=== TEXT TO READ ===
***

Organisational role analysis
Newton et al. (2006) and Brunning (2006) applied Organisational Role Analysis (ORA) to in-depth coaching. ORA is a method of working with people to enable them to fulfil their roles effectively (Brunning, 2006). Newton et al. (2006) stated that the gender, training and age of a client can affect the experience of a role and fulfilling that role. ORA investigates the role that systemic issues play in creating work and role performance problems for executives (Newton et al., 2006). ORA does not focus on solving problems because leaders tend to focus on solving problems for which they already have solutions (Newton et al., 2006). Instead, it focuses on the iterative processes of hypothesising and testing hypotheses in the work environment.

An important task of coaches is to provide safe (Lee, 2010) and holding (Winnicott, 1965) environments to facilitate reflective containment (Diamond, 2007; Kilburg, 2000). Key aspects of containment include a formal agreement, boundary conditions, information exchanges (Diamond, 2007), deep listening, reliability and openness (Huffington et al., 2004). As a behavioural process, projective identification provides containment when coaches accept the clients’ projections and holds them until they are ready to explore them (Huffington et al., 2004). Empathy requires coaches to be in the depressive position when they do inner reparative work (Brunning, 2006). It is a key trait of systems psychodynamic coaches. Coaches assist clients to have empathy for themselves in role to enable them to confront their flaws and unpleasant aspects of their role experiences and to trade psychotic for reality thinking (Newton et al., 2006).

***

=== INSTRUCTION ===
Extend the text on organisational role analysis in coaching, picking up after its final sentence. These entries have no connection to the text on organisational role analysis above.

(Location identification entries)
***

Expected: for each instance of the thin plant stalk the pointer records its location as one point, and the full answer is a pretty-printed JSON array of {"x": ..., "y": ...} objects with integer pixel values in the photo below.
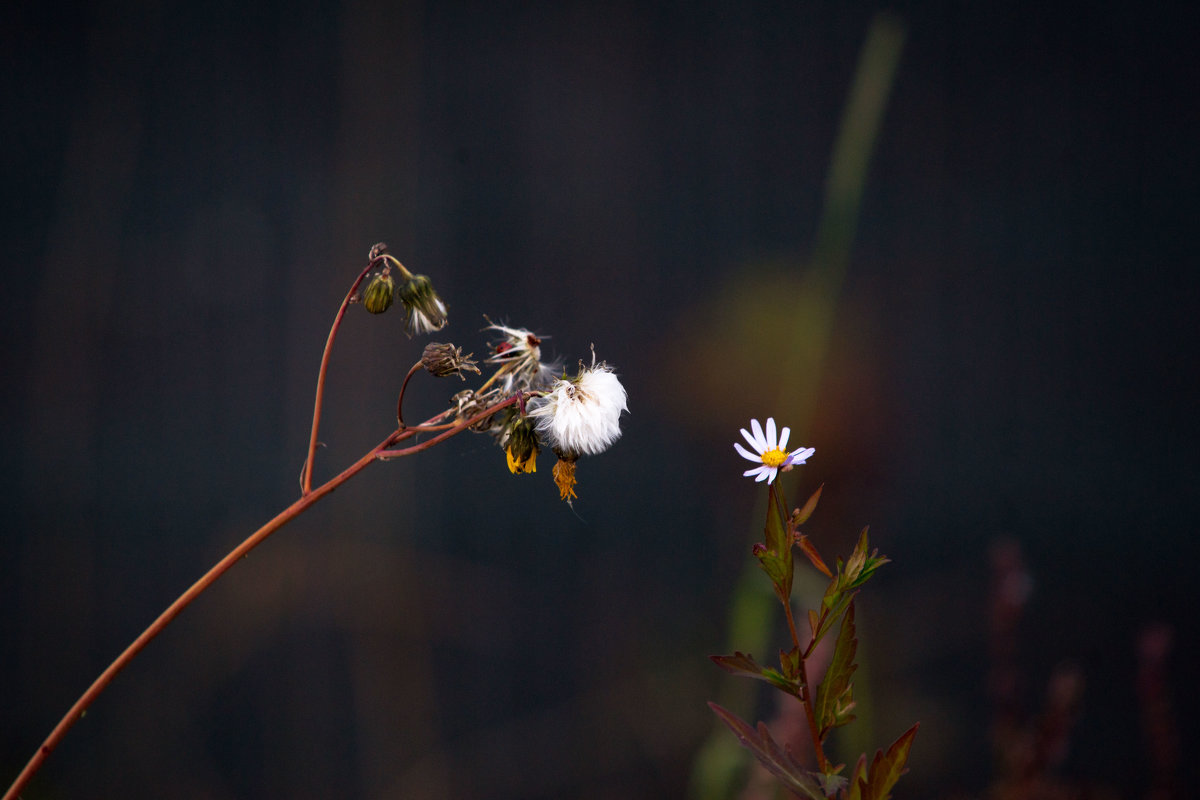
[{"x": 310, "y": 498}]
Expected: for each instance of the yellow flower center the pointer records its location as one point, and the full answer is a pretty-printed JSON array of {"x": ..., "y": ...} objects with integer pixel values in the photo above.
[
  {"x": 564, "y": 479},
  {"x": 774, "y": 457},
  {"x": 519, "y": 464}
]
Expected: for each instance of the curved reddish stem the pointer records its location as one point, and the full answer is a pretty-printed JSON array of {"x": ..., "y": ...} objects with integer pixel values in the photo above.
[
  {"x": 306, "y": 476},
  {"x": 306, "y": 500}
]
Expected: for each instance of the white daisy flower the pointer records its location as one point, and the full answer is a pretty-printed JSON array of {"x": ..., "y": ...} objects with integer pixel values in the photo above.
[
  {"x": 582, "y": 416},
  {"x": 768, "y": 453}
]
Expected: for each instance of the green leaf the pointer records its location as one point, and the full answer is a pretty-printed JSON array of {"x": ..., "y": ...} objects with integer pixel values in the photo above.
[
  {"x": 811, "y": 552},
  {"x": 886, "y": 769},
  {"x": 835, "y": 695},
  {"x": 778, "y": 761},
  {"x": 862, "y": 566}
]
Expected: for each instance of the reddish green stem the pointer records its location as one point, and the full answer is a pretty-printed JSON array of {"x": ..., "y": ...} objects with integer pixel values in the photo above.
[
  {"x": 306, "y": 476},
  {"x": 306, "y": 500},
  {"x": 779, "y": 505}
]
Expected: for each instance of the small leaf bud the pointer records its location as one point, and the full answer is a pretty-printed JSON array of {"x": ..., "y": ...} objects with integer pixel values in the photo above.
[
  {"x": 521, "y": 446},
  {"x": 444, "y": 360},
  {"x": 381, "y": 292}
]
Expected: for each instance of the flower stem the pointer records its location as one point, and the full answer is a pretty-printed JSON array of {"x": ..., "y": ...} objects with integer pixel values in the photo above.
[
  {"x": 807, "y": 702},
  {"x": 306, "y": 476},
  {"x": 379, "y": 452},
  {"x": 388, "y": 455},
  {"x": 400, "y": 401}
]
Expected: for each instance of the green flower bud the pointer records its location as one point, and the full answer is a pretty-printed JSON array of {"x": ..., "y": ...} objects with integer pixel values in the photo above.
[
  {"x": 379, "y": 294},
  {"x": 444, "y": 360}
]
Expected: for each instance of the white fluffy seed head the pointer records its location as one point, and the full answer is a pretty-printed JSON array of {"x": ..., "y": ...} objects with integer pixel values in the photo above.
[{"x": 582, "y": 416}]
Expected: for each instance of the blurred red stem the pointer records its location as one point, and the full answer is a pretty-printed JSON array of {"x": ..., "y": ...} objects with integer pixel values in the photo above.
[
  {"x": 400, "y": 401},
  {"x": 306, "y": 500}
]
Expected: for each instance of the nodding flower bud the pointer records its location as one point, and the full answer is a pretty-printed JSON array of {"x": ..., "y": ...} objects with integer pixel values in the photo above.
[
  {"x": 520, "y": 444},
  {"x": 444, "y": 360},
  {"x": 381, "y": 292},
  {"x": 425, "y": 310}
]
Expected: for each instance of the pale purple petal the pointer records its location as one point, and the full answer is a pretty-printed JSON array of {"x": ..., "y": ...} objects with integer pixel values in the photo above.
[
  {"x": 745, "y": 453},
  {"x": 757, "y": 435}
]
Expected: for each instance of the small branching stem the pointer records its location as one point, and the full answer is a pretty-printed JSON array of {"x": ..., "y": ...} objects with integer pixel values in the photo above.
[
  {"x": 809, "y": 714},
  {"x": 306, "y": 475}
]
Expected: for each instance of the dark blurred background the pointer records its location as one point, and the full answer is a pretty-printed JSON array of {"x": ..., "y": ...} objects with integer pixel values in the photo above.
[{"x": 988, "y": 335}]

***

=== THE OUTPUT ===
The researcher formulated the research problem using this background. The problem is how one should coach executives from a systems psychodynamic perspective to enable them to understand conscious and unconscious diversity dynamics so that they can take appropriate actions on behalf of their organisations.

The research intended to achieve five objectives. They were to:

• explore the conscious and unconscious diversity dynamics that executives experience in their workplaces

• explore the intra-psychic environment of executives and its interplay with diversity dynamics

• deepen the insights of executives into the conscious and unconscious diversity dynamics to assist them to work more effectively with diversity and to enable them to take action on behalf of their organisations

• contribute to the theoretical knowledge about coaching executives on the subject of diversity from a systems psychodynamic perspective

• determine the trustworthiness of executive coaching from a systems psychodynamic perspective.

This research is relevant to contemporary organisations, particularly in South Africa, because it addresses unyielding diversity issues because of their complex and deep-rooted nature. The extended duration of executive coaching deepens understanding and addresses diversity issues meaningfully. The researcher could trace no research that reported on executive coaching in the area of diversity from a systems psychodynamic stance, including ORA. Therefore, this research is the first in the field.

The structure of rest of the article follows. The researcher presents the research design, particularly the research approach and strategy. The research method follows. It consists of the setting, the roles of the researcher, the sampling method, data collection, recording and analysis. The researcher then mentions the strategies she used to ensure quality data. Thereafter, she presents the findings as manifested themes with references that link the findings to supportive literature. The discussion contains the research hypothesis. The conclusion, recommendations, limitations and suggestions for further research conclude the article.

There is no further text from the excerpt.